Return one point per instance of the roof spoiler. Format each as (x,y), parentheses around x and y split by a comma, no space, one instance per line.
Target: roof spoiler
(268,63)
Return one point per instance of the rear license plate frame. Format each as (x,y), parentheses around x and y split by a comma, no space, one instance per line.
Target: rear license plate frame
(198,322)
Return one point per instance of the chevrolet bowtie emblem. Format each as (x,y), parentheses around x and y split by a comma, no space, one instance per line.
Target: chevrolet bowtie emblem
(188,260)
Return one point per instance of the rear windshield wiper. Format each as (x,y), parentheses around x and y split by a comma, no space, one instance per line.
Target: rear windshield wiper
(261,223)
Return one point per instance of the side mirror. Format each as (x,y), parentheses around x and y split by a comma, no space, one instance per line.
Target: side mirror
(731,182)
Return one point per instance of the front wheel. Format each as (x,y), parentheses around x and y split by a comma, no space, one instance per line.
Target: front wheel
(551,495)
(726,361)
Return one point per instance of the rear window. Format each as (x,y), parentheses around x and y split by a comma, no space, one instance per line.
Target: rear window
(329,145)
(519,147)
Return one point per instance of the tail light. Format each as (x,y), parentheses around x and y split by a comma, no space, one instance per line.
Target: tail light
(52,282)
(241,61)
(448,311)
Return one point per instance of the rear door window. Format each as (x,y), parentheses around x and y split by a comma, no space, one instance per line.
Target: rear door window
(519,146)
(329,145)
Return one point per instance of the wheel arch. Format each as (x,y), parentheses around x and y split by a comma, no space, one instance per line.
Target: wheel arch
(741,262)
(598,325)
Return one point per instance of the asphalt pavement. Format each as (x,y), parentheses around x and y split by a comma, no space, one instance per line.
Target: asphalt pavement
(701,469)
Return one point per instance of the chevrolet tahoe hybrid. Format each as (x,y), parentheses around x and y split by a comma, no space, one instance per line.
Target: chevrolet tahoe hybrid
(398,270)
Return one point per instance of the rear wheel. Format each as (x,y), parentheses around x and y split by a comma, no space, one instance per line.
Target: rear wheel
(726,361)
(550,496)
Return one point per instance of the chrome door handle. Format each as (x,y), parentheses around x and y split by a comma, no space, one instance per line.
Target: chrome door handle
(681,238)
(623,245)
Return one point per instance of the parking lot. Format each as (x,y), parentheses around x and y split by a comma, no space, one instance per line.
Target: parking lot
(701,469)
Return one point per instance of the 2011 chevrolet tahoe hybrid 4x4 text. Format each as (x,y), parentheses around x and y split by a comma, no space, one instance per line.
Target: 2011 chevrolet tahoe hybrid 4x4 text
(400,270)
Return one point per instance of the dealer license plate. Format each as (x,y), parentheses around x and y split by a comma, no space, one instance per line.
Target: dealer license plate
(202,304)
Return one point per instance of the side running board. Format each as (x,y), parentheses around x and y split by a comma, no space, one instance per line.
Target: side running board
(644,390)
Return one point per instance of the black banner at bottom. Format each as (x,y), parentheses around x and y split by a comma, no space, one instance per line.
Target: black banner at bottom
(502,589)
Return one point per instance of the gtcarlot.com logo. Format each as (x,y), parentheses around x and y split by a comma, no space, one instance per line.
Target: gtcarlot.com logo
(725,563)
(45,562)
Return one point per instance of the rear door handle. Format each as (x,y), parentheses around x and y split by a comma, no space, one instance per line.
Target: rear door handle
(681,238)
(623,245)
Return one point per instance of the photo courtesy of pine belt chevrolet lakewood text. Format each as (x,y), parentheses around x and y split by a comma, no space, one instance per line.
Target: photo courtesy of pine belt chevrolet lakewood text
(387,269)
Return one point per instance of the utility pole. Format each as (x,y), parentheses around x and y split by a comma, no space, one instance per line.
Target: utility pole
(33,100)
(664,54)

════════

◆ THE TASK: A complete and exact transcription of the material is required.

◆ YOUR RESPONSE:
Return one point per instance of the roof spoiler. Format each as (x,y), parentheses around x and y split by a comma, no space, one instance per line.
Target: roof spoiler
(268,63)
Return one point per instance of the rear license plate frame. Format each as (x,y), parentheses around x and y split by a comma, no space, one instance per line.
Target: rear license plate frame
(198,322)
Return one point per instance of the chevrolet bowtie emblem. Format each as (x,y), parentheses around x and y split by a comma, no space, one instance per line.
Target: chevrolet bowtie emblem
(188,260)
Return one point per instance of the rear windshield wiper. Format each as (x,y), parentheses around x and y split by a comma, no space, one instance per line.
Target: rear windshield wiper
(261,223)
Return one point per instance of the side mirror. Format each as (x,y), parentheses around x and y split by a comma, no space, one instance per line.
Target: side mirror
(731,182)
Return one point per instance of the front wheel. Format each as (x,y), parentheses around x and y split by a comma, no space, one instance per line.
Target: front wheel
(551,495)
(726,361)
Return one point per instance of the rear window. Format each as (x,y), parentheses around x and y split by a comma, no space, one instance per line.
Target: rear window
(329,145)
(519,147)
Return one point per instance of the tail light. Format each as (x,y), parentheses around x and y split by a comma, no space, one instance per line.
Target: tail light
(52,282)
(241,61)
(448,311)
Return one point per instance of the rear door window. Format each as (x,y), parentheses around x and y split by a comma, no space, one instance per line.
Target: rear door window
(519,146)
(329,145)
Return one point per instance of the wheel arch. Format each as (x,y), parentheses around x and y split by a comma, no space, one instance per line.
Target: wheel arch
(741,262)
(598,325)
Return one point per instance of the asphalt pavement. Format each as (x,y), parentheses around x and y split by a comma, no space, one instance per line.
Target: asphalt pavement
(701,469)
Return one point per instance of the chevrolet tahoe hybrid. Format each as (x,y), parentheses around x and y split by a comma, no space, one instance per line.
Target: chevrolet tahoe hybrid
(398,270)
Return one point per instance of the rear wheel. Format each as (x,y), parentheses around x and y split by a comma, no space, one instance per line.
Target: rear wheel
(726,361)
(550,496)
Return one point per instance of the chrome door handle. Format each as (x,y), parentheses around x and y split by a comma, no space, one instance per line.
Target: chrome door handle
(681,238)
(623,245)
Return one point per instance of the parking lot. Format each as (x,y), parentheses around x and y split by a comma, no space, one instance per line.
Target: parking lot
(701,469)
Return one point per instance of the 2011 chevrolet tahoe hybrid 4x4 text. Format each as (x,y), parentheses around x and y split by a comma, no space, one instance per line.
Target: 2011 chevrolet tahoe hybrid 4x4 text
(400,270)
Return one point per instance of the dealer license plate. Format each as (x,y), parentheses around x and y split by a comma, no space, one instance per line.
Target: dealer license plate
(202,304)
Return one point per instance of the side running board. Format each as (x,y), parentheses around x and y split by a comma, no space, one instance per line.
Target: side running board
(644,390)
Return one point per instance of the black banner at bottom. Format each as (x,y), parentheses around x and y split by a comma, no space, one instance per line.
Target: black banner at bottom
(502,589)
Return one point per instance of the gtcarlot.com logo. Format each as (x,y), parentheses around x and y split by a comma, no space, one instance per line.
Target: gtcarlot.com logo
(725,563)
(45,562)
Return one point per instance of the rear door handle. Format each as (x,y), parentheses around x and y split by a comma, no space, one instance per line.
Target: rear door handle
(681,238)
(623,245)
Return one point per instance of the photo courtesy of pine belt chevrolet lakewood text. Format each as (x,y), parentheses around x and y split by a comma, no space, one instance per line.
Target: photo courtesy of pine belt chevrolet lakewood text
(387,269)
Return one point per instance of the utility pole. Format each as (x,y), parentheses around x and y split by a comma, no space, one instance per line.
Target: utility pole
(33,100)
(664,54)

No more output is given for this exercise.